◆ **Point localization data**
__________________________________________________

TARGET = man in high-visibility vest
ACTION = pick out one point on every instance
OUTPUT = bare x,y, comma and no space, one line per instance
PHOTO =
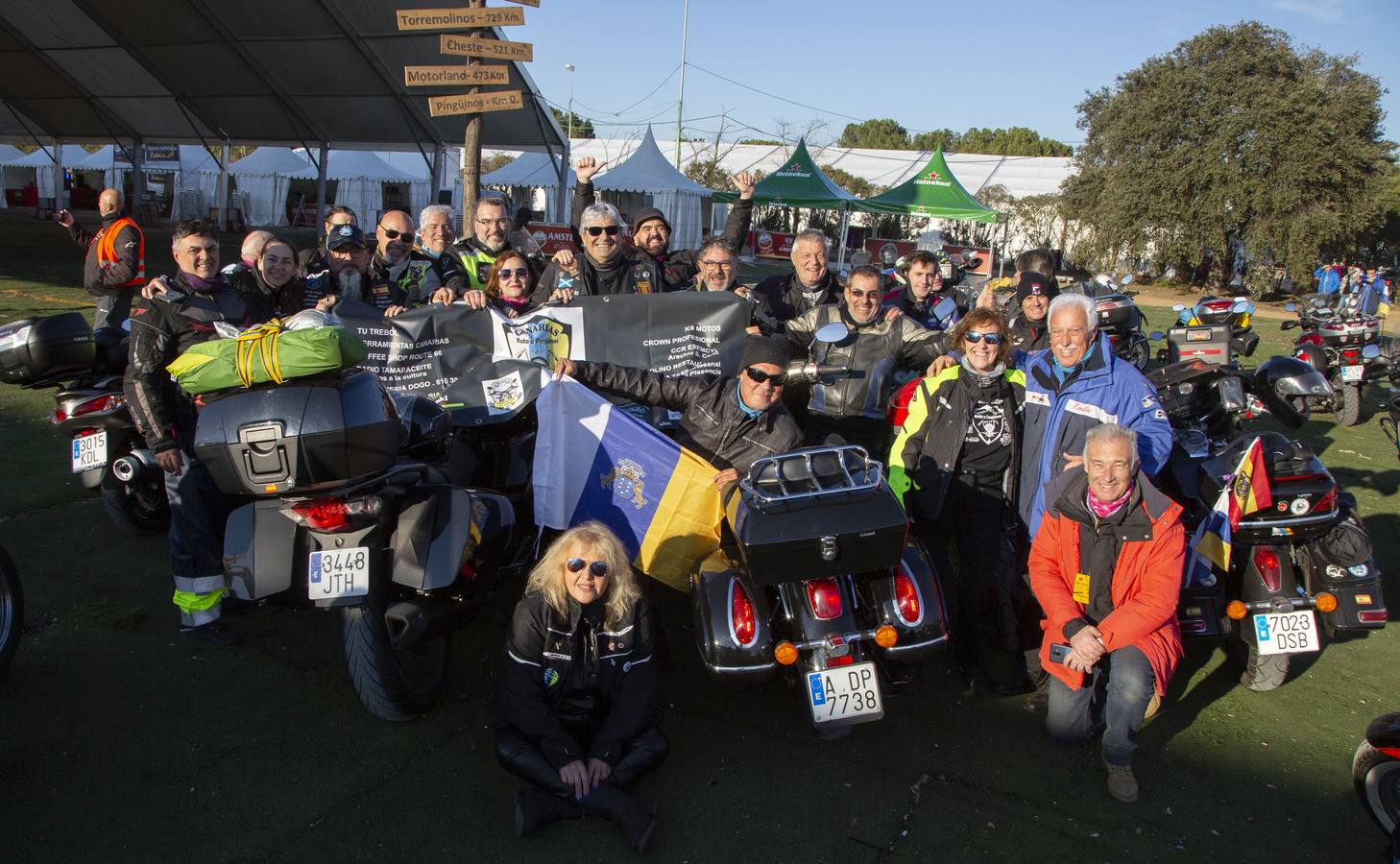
115,262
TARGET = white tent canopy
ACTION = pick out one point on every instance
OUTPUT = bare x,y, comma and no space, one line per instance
647,171
528,173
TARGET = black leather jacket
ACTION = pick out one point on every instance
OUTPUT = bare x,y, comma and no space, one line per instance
712,423
571,669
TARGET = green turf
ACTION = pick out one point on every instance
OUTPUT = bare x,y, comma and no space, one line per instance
119,744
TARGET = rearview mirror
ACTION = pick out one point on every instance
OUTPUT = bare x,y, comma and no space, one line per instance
831,332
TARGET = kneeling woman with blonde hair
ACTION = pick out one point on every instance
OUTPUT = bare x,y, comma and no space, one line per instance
575,710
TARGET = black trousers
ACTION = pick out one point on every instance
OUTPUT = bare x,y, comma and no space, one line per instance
974,516
521,756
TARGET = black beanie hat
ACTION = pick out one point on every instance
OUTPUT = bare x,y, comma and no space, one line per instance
764,348
1033,283
648,213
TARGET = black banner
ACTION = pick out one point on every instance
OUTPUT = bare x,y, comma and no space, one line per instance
486,367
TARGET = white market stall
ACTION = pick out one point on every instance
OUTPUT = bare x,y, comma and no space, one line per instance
647,180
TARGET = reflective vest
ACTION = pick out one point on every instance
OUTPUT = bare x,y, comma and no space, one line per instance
107,256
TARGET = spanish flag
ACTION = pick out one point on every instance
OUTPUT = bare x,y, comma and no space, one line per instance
593,461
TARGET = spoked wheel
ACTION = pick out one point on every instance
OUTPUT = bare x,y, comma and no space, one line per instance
1376,778
140,507
12,610
392,685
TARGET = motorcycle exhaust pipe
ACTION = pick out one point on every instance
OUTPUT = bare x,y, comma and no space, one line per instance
412,620
131,467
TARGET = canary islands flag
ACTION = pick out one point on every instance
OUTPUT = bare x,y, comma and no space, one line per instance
1244,492
593,461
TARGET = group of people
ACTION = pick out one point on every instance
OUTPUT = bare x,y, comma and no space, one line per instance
1025,463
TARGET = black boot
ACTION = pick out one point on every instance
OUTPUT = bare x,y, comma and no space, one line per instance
537,808
627,812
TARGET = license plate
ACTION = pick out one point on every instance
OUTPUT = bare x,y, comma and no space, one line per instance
90,451
339,573
844,692
1286,632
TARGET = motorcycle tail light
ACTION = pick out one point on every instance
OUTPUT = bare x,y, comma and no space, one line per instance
906,597
824,595
742,622
1266,562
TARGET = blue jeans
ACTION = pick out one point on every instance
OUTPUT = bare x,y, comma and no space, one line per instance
1115,698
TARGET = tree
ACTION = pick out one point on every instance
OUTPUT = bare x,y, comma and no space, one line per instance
583,128
875,134
1232,137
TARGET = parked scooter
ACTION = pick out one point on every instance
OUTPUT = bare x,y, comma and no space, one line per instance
818,579
353,510
1301,564
1375,772
12,610
1121,318
1341,342
107,451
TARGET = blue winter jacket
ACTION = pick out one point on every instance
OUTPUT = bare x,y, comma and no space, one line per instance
1058,416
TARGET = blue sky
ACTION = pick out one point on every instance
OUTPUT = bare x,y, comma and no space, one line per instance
927,64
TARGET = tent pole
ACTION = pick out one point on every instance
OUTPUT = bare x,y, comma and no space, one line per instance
321,186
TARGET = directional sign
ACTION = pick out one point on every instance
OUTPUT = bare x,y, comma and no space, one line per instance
458,18
500,100
440,76
497,49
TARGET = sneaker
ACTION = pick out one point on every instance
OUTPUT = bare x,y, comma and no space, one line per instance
1122,783
216,634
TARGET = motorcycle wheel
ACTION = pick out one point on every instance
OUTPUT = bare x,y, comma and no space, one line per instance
139,509
1376,778
1350,411
12,610
392,685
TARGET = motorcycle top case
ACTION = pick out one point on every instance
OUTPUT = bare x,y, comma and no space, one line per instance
36,348
304,436
1298,483
840,534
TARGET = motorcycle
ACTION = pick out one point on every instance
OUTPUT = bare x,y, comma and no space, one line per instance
12,610
1301,562
353,510
1121,318
108,454
818,580
1341,342
1375,773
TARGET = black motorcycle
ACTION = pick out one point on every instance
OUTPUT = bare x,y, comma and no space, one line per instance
1304,561
1375,772
12,610
108,455
353,510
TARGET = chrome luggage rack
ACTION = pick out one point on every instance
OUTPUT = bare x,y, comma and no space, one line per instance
803,476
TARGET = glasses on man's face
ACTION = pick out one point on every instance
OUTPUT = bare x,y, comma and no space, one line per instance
759,377
598,568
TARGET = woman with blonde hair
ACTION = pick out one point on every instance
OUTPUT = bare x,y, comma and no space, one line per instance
577,705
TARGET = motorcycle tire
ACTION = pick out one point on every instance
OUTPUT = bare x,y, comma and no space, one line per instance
12,610
139,509
1376,779
392,685
1350,411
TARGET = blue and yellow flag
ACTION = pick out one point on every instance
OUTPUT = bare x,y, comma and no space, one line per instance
593,461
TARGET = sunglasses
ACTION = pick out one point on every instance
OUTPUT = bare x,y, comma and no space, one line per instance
759,377
598,568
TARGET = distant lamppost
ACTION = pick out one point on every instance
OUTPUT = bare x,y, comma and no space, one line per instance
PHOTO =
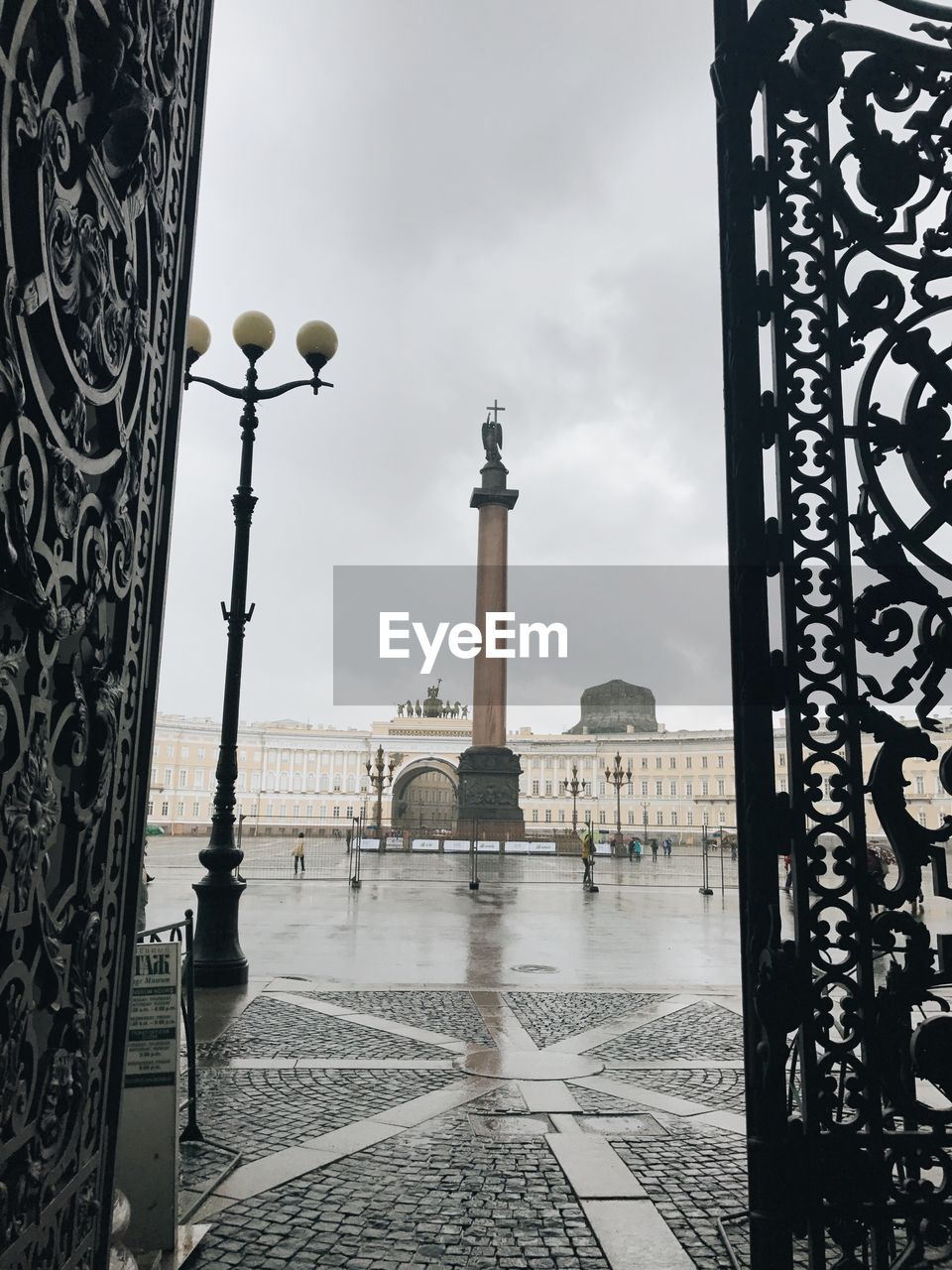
575,786
619,776
380,774
218,960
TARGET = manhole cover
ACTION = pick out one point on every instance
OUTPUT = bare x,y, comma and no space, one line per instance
613,1125
511,1125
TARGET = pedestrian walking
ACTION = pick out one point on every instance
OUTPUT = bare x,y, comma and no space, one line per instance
298,853
588,851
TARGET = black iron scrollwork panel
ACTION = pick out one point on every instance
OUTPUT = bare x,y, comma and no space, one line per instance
102,108
838,244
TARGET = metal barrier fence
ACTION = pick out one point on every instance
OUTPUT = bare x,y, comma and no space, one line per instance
702,858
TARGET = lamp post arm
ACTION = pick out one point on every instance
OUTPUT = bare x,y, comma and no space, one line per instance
241,394
267,394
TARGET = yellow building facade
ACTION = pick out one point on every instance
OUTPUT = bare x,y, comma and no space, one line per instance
293,775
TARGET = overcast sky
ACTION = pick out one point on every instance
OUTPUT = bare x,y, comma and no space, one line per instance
486,198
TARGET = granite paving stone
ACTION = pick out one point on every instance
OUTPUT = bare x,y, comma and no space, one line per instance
451,1012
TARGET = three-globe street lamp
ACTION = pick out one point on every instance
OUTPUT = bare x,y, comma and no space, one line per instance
575,786
380,775
619,776
217,956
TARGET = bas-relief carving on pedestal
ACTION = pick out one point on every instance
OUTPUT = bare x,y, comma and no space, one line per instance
98,175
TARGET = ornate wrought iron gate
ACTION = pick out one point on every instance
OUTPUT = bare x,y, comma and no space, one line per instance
837,273
102,113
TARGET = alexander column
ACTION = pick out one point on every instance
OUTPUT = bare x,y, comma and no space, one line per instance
489,772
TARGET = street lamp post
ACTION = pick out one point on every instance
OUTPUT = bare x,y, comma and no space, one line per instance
619,776
380,774
575,786
217,956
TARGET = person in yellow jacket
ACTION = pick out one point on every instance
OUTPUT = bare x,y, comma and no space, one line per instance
588,851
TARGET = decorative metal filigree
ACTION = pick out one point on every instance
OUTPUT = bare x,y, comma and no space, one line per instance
98,177
855,291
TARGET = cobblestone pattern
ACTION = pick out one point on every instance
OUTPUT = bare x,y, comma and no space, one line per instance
715,1087
453,1014
551,1016
262,1111
698,1032
693,1178
273,1029
435,1197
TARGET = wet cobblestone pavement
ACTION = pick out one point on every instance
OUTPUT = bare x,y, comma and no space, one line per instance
365,1144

__________________________________________________

◆ **Task requirements**
In the entries above, find every line holding the word "jacket" and copy it out.

◆ **Answer to this task**
TARGET = black leather jacket
TARGET = blue winter jacket
TARGET = person in yellow jacket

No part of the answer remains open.